-- SUPPLIED RECORDS follows --

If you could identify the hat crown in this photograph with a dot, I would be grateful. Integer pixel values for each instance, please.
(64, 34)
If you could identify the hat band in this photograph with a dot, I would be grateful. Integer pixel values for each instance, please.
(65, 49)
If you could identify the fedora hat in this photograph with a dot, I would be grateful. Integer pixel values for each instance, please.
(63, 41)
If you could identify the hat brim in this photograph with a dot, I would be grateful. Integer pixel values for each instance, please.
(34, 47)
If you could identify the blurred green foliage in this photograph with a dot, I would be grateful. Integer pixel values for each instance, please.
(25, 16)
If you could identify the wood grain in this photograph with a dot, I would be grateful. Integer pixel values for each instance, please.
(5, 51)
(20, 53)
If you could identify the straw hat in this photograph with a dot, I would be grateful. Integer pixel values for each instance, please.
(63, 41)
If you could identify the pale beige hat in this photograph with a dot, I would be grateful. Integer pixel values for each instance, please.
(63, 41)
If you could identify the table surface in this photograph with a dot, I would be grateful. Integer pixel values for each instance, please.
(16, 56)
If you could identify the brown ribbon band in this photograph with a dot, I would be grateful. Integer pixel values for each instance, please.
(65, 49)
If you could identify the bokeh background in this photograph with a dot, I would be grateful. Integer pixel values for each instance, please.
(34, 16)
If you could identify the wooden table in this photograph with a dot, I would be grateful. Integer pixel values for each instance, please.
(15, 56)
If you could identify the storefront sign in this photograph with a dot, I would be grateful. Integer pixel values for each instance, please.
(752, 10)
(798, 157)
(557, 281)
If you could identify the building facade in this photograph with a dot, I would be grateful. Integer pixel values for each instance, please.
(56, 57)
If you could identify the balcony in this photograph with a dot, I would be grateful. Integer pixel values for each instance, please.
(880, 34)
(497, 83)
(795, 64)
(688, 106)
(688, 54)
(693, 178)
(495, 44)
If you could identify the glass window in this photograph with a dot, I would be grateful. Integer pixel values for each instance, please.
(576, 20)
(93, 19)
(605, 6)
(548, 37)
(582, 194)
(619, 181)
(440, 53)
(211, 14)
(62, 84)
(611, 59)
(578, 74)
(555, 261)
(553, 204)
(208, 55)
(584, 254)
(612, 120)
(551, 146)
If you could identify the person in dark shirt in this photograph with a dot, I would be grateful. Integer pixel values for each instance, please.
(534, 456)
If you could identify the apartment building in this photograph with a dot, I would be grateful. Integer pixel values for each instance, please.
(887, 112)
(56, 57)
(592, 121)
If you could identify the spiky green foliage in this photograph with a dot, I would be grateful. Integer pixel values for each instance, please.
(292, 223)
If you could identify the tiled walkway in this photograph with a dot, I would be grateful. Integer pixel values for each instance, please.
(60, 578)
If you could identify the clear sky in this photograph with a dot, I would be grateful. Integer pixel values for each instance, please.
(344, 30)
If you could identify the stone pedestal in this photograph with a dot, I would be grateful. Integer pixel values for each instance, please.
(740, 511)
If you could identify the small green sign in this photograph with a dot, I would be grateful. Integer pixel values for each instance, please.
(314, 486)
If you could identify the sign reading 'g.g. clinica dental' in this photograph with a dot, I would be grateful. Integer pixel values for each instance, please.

-- SUPPLIED RECORDS concluded --

TASK TO COMPLETE =>
Return every record above exactly as it appears.

YOUR SOLUTION =>
If you could identify the hat crown in this photograph with a dot, I would be grateful. Integer pixel values for each instance, please.
(64, 34)
If you could identify the hat band in this photograph with a dot, I would be grateful. Integer pixel values for each instance, please.
(65, 49)
If you could identify the fedora hat in this photograph with a dot, I would be grateful. Integer pixel values for each instance, please.
(63, 41)
If you could identify the hat brim in this photograph with a dot, I would be grateful. Integer pixel values for each instance, please.
(34, 47)
If you could identify the blurred green foliage in this photograph with a dot, I would be grateful. Integer pixel values for each instance, please.
(25, 16)
If you could identify the wood grain in this photograph with a dot, I would be grateful. Integer pixel values for each instance, please.
(5, 51)
(20, 53)
If you could identify the straw hat in this photograph with a dot, I would be grateful. Integer pixel values for each instance, please.
(63, 41)
If you could identify the pale beige hat in this photograph with a dot, I would be grateful. Integer pixel values for each instance, please.
(63, 41)
If you could identify the table surface in this photograph with a dot, I would be grateful. Integer pixel values for each instance, please.
(16, 56)
If you could identify the brown ribbon band in this photograph with a dot, I would be grateful. Integer pixel values for each instance, please.
(65, 49)
If you could identify the bokeh background in this photograph with a dot, I would be grateful. Integer pixel values for each instance, please.
(34, 16)
If you could identify the wooden table in this photograph with a dot, I would be grateful. Integer pixel values for each instance, please.
(15, 56)
If you could identify the storefront sign in this photograph with a dot, I would be grateful. Integer pixel values for each instance, please.
(752, 10)
(798, 157)
(557, 281)
If you could identify the building facade in this photograph with a dot, I would be grateful. Integer pixel values for each instance, please.
(56, 57)
If you could identify the balcony in this photograph with a dot, I would be grateful. Integer pixel values for each instance, please.
(880, 34)
(497, 83)
(795, 64)
(688, 106)
(688, 54)
(693, 178)
(495, 44)
If you could identify the glass window in this photograph with a dot, I would be grateful. Integer pixel values for each instance, please.
(576, 20)
(93, 19)
(605, 6)
(548, 37)
(582, 194)
(619, 181)
(440, 53)
(211, 14)
(62, 84)
(611, 59)
(578, 74)
(555, 261)
(553, 204)
(208, 55)
(584, 254)
(612, 120)
(551, 146)
If you could identify the person in dark shirt in this photograph with a dot, I would be grateful. Integer pixel values for each instance, please.
(534, 456)
If you could identify the apartment building in this photograph with a dot, I would be grateful. Integer pixel values for each instance, please.
(887, 112)
(56, 57)
(592, 121)
If you could identify the spiky green foliage in this photograph with a dot, I would be grateful. Integer pixel values for each instance, please.
(292, 223)
If you could identify the tiled walkway in this photograph with a dot, I would be grateful. Integer pixel values for each instance, please.
(60, 578)
If you could identify the clear sky in this photograph with a dot, I would be grateful. Integer pixel values for each instance, please.
(344, 30)
If you could identify the stone pedestal in this photograph with a dot, I would be grateful. Integer pixel values for each instance, please.
(740, 511)
If you could identify the small green sign in this photograph with a dot, I would be grateful. Integer pixel values for each instance, please.
(314, 486)
If you could identify the sign reading 'g.g. clinica dental' in this photograph with a dot, I would be grateful. Integer pixel values for each instance, please.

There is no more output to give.